Activity – Go through the listing below and show each line that has the word "church".

BEGIN

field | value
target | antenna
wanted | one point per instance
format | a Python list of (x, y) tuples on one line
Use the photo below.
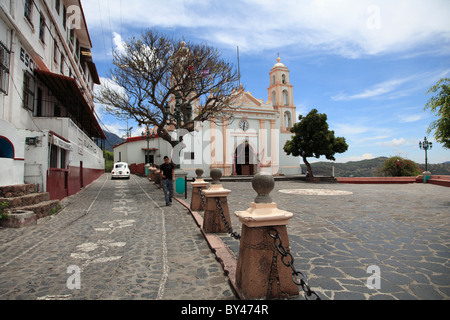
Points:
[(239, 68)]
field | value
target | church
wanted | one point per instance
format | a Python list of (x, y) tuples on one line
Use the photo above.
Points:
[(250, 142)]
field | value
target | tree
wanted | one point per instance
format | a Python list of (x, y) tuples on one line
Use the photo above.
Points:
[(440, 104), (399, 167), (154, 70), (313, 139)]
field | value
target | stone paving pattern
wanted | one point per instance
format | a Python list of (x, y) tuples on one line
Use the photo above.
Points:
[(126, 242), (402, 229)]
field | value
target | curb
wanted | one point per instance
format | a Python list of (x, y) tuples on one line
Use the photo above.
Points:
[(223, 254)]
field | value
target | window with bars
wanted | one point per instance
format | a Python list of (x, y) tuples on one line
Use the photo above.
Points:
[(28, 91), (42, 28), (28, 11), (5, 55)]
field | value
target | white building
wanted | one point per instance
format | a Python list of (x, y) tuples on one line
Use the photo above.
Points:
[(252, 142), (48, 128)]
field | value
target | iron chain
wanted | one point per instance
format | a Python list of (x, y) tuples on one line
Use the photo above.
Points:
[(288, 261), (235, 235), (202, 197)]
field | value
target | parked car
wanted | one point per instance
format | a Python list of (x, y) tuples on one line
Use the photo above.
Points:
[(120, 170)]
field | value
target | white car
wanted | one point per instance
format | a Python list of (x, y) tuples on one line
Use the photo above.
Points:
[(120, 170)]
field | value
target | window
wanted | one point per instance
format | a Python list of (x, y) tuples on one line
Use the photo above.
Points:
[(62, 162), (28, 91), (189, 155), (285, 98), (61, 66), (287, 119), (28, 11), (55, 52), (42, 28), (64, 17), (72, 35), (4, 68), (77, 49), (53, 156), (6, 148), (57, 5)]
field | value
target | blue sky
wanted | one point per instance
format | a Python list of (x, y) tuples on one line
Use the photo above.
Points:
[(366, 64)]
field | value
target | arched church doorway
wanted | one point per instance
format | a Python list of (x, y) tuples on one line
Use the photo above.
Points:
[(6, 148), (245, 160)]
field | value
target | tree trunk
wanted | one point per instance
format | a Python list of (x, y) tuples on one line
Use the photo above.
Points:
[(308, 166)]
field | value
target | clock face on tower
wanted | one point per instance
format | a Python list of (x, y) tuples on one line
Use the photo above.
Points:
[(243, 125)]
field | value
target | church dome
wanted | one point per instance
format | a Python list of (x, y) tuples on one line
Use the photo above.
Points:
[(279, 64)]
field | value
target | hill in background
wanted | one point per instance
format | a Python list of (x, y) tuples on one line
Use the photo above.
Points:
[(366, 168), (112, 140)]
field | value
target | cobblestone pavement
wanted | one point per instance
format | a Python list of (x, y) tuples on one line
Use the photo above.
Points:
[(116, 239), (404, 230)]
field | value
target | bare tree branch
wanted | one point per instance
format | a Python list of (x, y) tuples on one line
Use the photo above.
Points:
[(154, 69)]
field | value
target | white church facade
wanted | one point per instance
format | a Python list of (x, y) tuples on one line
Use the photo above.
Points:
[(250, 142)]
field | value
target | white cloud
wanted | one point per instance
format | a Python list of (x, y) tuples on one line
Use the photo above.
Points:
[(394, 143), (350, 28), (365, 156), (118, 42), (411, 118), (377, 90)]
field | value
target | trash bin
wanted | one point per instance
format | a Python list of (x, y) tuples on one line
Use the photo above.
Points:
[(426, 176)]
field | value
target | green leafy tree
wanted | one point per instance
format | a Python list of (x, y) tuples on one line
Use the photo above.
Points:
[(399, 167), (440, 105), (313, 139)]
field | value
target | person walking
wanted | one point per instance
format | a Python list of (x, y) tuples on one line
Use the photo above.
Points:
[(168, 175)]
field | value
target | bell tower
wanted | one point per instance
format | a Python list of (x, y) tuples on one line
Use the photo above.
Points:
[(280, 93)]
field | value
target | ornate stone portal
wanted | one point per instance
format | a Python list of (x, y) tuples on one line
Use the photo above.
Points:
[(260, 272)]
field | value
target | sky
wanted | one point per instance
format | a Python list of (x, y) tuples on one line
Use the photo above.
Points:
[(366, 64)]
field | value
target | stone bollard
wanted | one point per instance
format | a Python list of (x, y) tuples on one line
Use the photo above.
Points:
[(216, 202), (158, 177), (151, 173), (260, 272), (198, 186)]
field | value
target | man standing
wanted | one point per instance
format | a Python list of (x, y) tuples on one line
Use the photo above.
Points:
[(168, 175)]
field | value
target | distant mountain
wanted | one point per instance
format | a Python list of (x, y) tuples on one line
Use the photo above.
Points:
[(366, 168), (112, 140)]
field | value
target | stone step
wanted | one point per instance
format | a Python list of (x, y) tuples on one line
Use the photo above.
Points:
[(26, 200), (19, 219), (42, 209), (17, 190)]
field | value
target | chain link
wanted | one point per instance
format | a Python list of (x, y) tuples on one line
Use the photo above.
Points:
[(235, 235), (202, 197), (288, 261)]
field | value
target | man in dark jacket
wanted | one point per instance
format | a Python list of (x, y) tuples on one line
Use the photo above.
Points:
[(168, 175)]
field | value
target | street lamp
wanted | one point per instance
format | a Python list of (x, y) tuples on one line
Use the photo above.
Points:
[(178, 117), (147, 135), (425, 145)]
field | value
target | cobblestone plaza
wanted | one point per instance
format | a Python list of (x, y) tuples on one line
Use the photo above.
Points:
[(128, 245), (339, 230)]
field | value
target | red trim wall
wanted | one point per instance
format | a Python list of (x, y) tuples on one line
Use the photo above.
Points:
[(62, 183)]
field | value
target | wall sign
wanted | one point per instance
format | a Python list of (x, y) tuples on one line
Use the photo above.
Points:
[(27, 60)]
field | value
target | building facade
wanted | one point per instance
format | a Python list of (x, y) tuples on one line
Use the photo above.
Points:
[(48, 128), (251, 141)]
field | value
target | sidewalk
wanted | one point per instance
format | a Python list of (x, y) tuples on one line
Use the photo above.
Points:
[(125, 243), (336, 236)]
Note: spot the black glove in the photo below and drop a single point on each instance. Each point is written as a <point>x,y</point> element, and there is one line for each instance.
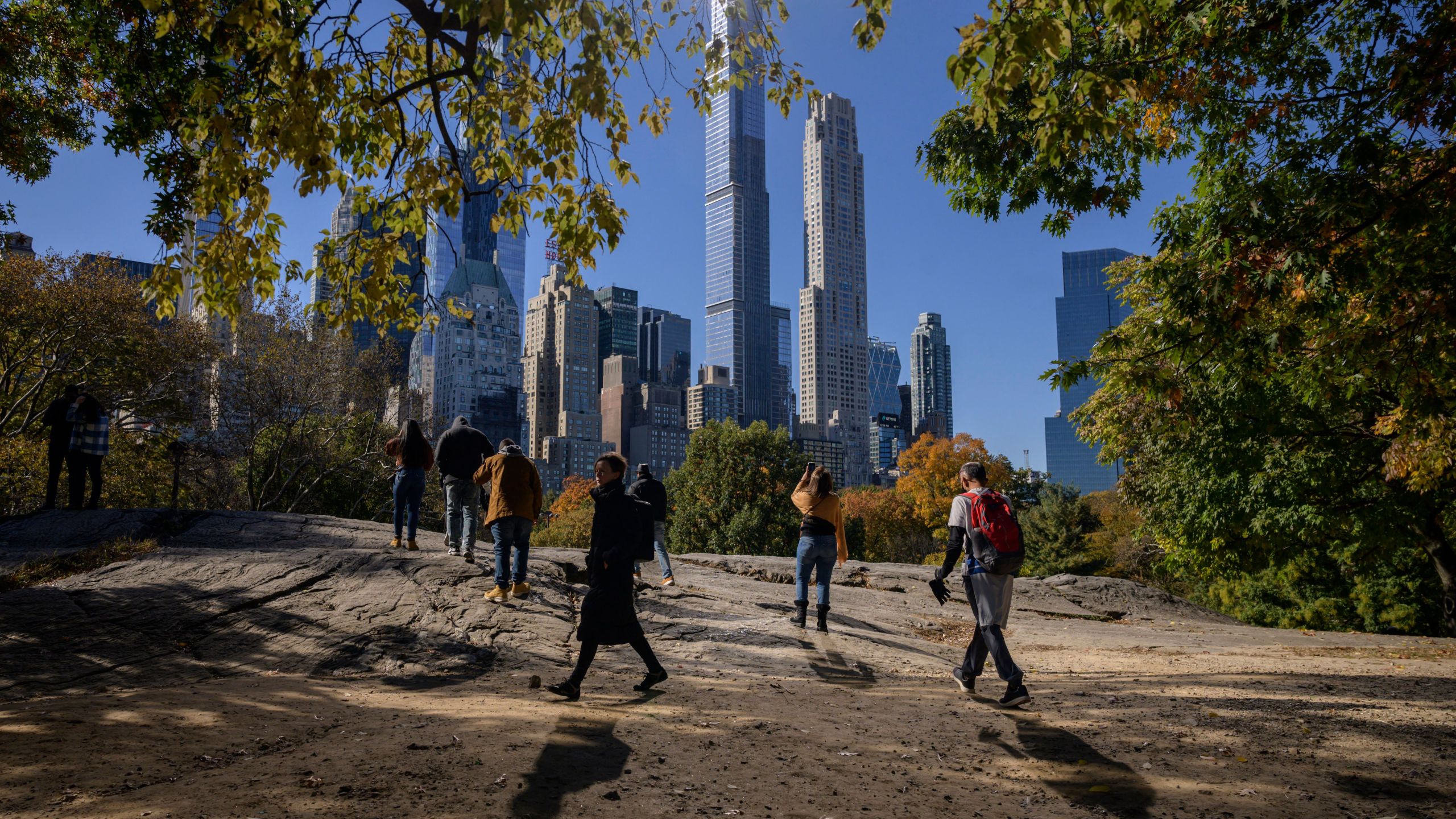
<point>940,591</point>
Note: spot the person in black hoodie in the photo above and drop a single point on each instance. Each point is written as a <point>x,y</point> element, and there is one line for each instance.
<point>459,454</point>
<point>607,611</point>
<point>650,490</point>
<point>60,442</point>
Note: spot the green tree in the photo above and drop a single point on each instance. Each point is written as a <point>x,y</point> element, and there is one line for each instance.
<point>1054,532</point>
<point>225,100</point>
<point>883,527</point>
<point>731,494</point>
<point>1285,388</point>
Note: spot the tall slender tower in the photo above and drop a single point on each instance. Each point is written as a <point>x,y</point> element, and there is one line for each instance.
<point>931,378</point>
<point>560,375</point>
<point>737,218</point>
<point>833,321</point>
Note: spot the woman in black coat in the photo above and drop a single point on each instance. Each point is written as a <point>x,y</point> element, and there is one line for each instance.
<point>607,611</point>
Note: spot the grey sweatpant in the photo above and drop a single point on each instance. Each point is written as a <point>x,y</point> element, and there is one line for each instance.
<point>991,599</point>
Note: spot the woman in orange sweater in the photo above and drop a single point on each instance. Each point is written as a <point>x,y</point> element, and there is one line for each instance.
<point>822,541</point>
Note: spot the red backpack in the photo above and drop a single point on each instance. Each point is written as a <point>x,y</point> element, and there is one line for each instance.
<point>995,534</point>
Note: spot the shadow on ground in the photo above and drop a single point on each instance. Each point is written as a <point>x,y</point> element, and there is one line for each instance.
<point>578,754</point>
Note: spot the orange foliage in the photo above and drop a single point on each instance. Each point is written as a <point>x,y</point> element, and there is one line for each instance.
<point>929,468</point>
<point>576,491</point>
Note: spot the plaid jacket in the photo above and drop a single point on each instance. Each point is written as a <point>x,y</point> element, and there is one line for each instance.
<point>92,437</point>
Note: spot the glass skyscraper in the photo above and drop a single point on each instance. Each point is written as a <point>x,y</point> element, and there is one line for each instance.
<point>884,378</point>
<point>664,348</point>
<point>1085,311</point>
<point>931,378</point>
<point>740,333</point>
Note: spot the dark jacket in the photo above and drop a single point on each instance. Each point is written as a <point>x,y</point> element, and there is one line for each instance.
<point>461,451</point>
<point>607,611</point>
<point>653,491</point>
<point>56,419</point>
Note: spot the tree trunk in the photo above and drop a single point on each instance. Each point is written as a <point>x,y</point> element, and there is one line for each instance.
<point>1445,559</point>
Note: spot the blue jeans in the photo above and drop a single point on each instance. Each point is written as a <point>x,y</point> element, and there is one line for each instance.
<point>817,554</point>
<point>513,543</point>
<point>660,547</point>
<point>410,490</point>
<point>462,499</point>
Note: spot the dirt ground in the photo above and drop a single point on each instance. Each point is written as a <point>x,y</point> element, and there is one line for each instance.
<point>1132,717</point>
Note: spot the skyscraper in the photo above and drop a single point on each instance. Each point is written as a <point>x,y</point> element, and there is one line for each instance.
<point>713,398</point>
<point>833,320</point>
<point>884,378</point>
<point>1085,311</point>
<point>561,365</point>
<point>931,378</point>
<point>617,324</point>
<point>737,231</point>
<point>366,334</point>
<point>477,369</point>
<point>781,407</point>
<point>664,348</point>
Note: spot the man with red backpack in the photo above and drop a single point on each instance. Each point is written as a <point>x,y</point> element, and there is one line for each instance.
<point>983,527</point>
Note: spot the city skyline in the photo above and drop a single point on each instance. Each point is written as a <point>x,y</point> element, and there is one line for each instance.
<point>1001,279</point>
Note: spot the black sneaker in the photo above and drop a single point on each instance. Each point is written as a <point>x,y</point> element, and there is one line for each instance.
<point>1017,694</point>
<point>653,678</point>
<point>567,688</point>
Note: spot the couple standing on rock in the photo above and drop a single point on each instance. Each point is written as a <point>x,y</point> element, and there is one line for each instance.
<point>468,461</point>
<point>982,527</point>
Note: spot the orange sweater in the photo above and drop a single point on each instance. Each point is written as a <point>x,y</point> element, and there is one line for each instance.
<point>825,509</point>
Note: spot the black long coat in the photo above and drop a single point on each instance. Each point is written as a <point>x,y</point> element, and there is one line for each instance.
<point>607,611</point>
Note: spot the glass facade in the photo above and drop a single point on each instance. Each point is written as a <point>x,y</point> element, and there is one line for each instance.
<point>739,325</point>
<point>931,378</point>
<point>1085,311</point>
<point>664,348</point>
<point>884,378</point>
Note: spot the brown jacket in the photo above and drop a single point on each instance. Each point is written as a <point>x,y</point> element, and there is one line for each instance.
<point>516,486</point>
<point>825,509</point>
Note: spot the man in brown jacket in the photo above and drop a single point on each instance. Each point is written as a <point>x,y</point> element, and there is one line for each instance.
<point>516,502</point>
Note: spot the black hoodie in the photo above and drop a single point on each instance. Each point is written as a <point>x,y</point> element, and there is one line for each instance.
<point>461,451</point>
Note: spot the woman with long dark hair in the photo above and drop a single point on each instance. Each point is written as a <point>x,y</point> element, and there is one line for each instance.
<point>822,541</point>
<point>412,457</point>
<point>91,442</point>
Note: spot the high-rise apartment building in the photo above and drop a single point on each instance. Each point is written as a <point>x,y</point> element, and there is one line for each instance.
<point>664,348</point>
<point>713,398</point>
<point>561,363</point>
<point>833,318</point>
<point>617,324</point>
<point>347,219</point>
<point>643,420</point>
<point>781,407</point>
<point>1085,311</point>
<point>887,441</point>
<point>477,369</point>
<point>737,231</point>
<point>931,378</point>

END

Output of the exercise –
target | church
target | arched church doorway
target | church dome
target | white church facade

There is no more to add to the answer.